==== TEXT EXTRACT ====

Minneapolis, United States

High throughput Immersion Kerr Microscopy of Artificial Spin Ice: a route towards new discoveries and applications

Artificial spin-ice systems permit the design and study of a wide family of emergent physical phenomena resulting from the combination of a very large number of interactions between simple elements. They are of great interest since the arrangement of elements, as well as their interactions, can be tuned by means of relatively simple lithography. An important challenge in the study of artificial spin-ice systems is the large number of elements involved in each system, in combination with their small physical size. Techniques such as magnetic force microscopy or X-ray microscopy are usually needed to study them. In addition, due to the dynamic and/or stochastic nature of the emerging phenomena, also a large number of states of the system need to be probed in order to have a complete physical picture of the system, or to reduce enough the uncertainty in measurements of stochasticity parameters. Finding the right balance between spatial resolution, speed and availability of experimental facilities is therefore an exciting endeavour. In this talk, we will discuss our experience with the optimization of full-field Kerr microscopy at high resolution and throughput (number of images), presenting the technique as an attractive option for the study of artificial spin-ice systems. We will present the key technical components necessary to perform this type of experiments, and, in particular, how to produce very large datasets volumes that can subsequently be employed to extract complex physical parameters via statistical analysis. See, for example, the use of automatic switch detection in Figures 1 and 2, in which 16 triangular honeycomb lattices are imaged in parallel (Figure 1) and the switching of vertical elements is automatically extracted from differential Kerr contrast (Figure 2). We will use our recent demonstration of the tunability of stochastic domain-wall decisions in honeycomb lattices using >200,000 images 1 as an example to guide the discussion. We anticipate a great interest from the artificial spin-ice community, as the size of individual elements in artificial spin-ice networks often falls within the resolution limit of the technique (≈150nm). This could open the door to exploring statistical physics and new device applications with a level of detail hardly reachable until now.


1 Sanz-Hernández, D., Massouras, M., Reyren, N., Rougemaille, N., Schánilec, V., Bouzehouane, K., Hehn, M., Canals, B., Querlioz, D., Grollier, J. and Montaigne, F., 2021. Tunable stochasticity in an artificial spin network. Advanced Materials, 33(17), p.2008135.

====

Answer these questions on the Kerr microscopy abstract:
1. Which techniques are usually needed to study artificial spin-ice systems?
2. How many triangular honeycomb lattices are imaged in parallel in Figure 1?
3. What is the resolution limit given for the technique?
Rely only on the Kerr microscopy abstract above.

==== ENTRIES SHOWN ====

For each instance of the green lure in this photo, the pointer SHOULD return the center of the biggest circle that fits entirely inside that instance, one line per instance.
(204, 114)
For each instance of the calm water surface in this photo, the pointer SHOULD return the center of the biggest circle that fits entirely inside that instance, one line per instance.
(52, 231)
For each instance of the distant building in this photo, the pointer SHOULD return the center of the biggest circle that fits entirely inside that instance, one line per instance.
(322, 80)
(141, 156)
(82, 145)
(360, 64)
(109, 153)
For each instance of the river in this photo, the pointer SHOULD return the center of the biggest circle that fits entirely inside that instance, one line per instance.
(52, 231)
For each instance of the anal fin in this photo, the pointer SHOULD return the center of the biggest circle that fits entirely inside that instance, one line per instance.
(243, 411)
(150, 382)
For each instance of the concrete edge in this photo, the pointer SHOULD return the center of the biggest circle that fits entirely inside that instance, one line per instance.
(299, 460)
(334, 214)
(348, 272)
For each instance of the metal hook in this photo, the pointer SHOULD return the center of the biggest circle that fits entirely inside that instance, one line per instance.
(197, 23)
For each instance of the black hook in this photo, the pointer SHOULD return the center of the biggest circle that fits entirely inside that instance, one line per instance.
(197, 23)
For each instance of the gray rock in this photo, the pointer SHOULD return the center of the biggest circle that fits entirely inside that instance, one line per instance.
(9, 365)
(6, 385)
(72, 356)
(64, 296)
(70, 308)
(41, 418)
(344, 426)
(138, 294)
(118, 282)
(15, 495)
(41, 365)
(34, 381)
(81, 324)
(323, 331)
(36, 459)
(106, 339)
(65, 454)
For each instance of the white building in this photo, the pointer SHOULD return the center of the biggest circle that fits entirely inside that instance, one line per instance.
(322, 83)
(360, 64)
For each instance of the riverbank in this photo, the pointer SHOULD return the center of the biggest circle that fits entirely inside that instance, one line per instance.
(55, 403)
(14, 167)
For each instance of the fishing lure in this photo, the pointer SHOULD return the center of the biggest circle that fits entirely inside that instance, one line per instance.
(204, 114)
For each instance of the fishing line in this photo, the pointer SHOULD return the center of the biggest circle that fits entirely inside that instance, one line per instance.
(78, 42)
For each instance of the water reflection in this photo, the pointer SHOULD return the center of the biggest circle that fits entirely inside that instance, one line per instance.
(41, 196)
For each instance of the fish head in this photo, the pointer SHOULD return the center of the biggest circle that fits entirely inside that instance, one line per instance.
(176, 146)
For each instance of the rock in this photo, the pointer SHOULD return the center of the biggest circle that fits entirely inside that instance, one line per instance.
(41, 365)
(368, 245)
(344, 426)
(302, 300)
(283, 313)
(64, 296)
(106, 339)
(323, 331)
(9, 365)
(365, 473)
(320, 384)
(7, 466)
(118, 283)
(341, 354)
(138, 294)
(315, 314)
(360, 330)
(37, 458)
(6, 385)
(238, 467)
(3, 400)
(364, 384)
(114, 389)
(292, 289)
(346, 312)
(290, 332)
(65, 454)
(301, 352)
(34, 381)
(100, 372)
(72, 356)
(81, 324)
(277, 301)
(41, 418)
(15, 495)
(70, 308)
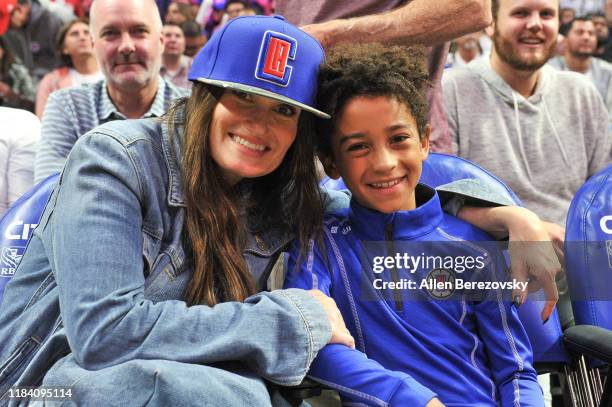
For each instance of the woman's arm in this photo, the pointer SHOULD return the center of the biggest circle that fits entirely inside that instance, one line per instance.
(531, 251)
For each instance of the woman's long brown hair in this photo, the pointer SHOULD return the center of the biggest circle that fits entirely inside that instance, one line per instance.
(219, 216)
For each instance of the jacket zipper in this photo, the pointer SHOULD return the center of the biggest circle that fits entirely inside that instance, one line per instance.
(394, 275)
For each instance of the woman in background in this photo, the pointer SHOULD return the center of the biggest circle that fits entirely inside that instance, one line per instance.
(16, 86)
(78, 66)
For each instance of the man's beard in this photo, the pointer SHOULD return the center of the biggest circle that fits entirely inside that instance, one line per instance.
(507, 53)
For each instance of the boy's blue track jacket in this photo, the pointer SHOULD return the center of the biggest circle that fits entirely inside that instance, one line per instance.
(411, 347)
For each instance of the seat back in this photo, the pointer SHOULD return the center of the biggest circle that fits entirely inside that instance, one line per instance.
(588, 251)
(16, 227)
(442, 169)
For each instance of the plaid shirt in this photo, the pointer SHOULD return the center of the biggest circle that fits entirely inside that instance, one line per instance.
(72, 112)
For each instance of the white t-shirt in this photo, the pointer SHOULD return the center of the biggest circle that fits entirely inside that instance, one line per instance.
(18, 139)
(79, 79)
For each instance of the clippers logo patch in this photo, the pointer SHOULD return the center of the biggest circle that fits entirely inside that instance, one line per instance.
(606, 224)
(9, 259)
(273, 64)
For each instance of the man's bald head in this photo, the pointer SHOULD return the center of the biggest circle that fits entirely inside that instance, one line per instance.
(128, 43)
(146, 5)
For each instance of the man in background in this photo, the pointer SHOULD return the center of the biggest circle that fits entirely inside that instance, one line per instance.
(31, 37)
(580, 43)
(175, 65)
(426, 22)
(128, 44)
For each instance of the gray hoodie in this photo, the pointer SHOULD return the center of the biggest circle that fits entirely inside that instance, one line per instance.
(544, 147)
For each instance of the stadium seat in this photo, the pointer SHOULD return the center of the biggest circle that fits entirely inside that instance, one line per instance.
(17, 224)
(588, 258)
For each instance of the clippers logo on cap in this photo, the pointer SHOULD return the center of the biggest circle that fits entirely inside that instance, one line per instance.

====

### WRITTEN RESPONSE
1. Magnetic force microscopy or X-ray microscopy.
2. 16.
3. About 150 nm.